[Supplied entries Boundary: Start]

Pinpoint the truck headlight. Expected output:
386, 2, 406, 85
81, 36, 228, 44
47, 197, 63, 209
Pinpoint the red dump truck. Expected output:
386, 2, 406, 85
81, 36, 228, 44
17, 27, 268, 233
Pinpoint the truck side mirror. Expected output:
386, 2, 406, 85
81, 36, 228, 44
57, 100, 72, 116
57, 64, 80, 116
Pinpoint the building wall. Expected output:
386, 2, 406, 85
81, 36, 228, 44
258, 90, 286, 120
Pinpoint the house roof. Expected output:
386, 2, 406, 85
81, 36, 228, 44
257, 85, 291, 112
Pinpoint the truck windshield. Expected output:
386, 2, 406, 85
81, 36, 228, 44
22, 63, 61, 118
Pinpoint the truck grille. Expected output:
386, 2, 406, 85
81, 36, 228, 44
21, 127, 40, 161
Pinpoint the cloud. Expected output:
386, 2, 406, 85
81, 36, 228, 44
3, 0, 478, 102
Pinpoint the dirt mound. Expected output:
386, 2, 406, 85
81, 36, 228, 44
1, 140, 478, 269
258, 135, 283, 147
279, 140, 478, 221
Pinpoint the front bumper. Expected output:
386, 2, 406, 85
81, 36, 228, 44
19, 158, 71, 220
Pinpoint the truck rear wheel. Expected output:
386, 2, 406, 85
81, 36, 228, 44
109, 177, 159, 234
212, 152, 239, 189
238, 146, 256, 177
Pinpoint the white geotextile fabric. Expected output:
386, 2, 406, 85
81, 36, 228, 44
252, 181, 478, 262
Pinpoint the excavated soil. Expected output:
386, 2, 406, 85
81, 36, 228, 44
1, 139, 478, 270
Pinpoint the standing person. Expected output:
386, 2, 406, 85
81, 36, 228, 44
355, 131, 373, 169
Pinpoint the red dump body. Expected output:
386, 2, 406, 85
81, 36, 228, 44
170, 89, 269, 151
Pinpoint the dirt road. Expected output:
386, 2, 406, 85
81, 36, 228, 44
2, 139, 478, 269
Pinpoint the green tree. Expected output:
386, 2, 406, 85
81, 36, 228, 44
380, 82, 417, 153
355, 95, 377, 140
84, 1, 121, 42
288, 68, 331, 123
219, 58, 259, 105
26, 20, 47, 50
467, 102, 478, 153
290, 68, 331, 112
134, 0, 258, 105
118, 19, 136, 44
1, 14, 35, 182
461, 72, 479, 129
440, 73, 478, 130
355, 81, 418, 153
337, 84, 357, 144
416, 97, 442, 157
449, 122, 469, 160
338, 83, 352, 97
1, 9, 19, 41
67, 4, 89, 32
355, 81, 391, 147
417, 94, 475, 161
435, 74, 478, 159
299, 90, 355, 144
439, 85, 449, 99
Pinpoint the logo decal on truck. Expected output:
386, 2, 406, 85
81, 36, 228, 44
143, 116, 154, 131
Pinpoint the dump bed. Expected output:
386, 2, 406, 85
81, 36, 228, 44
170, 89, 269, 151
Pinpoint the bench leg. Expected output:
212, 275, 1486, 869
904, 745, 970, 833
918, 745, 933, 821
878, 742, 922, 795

[Supplied entries Boundary: End]

**What you will do:** Copy out the records above exactly.

**Exercise solution:**
Pinpoint the truck headlight. Expected output:
386, 2, 406, 85
81, 36, 228, 44
47, 197, 63, 209
Pinpoint the red dump truck. Expected output:
386, 2, 406, 85
81, 36, 228, 44
17, 27, 268, 233
Pinpoint the truck side mirror. Expected output:
386, 2, 406, 85
81, 36, 228, 44
57, 100, 72, 116
57, 64, 80, 116
Pinpoint the building wall. Expected output:
386, 2, 406, 85
81, 36, 228, 44
258, 90, 286, 120
Pinpoint the house roof. Expected output:
386, 2, 406, 85
81, 36, 228, 44
257, 85, 291, 112
Pinpoint the truck windshield. Expected output:
386, 2, 406, 85
81, 36, 228, 44
22, 63, 61, 118
Pinpoint the truck grille. Expected output:
386, 2, 406, 85
81, 36, 228, 44
21, 127, 40, 161
Pinpoint the cloud. Expected output:
386, 2, 406, 85
81, 36, 228, 44
3, 0, 478, 102
Pinpoint the dirt mound. Expected output:
386, 2, 406, 85
81, 36, 228, 44
1, 140, 478, 269
258, 135, 283, 147
279, 140, 478, 221
Pinpoint the front bumper. Expected output:
386, 2, 406, 85
81, 36, 228, 44
19, 158, 71, 220
Pinpoint the truck rear wheel. Expected output:
386, 2, 406, 85
81, 36, 228, 44
109, 177, 159, 234
212, 152, 239, 189
238, 146, 256, 177
Pinpoint the white geotextile fabric. Expected output:
386, 2, 406, 85
81, 36, 228, 44
252, 181, 478, 262
Pinpoint the excavated soil. Expected output:
386, 2, 406, 85
81, 36, 228, 44
1, 139, 478, 270
Pinpoint the standing person. Expected output:
386, 2, 406, 85
81, 36, 228, 44
355, 131, 373, 169
Pinpoint the red dump body. Expected output:
386, 2, 406, 85
81, 36, 228, 44
170, 89, 269, 151
Pinpoint the dirt road. Expected output:
386, 2, 406, 85
81, 36, 228, 44
2, 139, 478, 269
Pinpoint the green tree. Expected output:
386, 2, 406, 85
81, 36, 228, 44
380, 82, 417, 153
355, 95, 377, 140
84, 1, 121, 42
288, 68, 331, 123
219, 58, 259, 105
26, 20, 47, 50
467, 102, 478, 153
290, 68, 331, 112
134, 0, 258, 105
118, 19, 136, 44
1, 14, 35, 182
461, 72, 479, 129
440, 73, 478, 130
355, 81, 418, 153
337, 84, 357, 144
416, 97, 442, 157
449, 122, 469, 160
338, 83, 352, 97
1, 9, 19, 41
67, 4, 89, 32
355, 81, 391, 147
417, 94, 475, 161
435, 74, 478, 159
299, 90, 355, 144
439, 85, 449, 99
Pinpoint the logo decal on truck. Expected output:
386, 2, 406, 85
81, 36, 228, 44
143, 116, 154, 131
Pinpoint the dump bed. Expected output:
386, 2, 406, 85
81, 36, 228, 44
170, 89, 269, 151
Pinpoint the bench leg. Expected output:
212, 275, 1486, 869
904, 745, 970, 833
918, 745, 933, 821
878, 742, 922, 795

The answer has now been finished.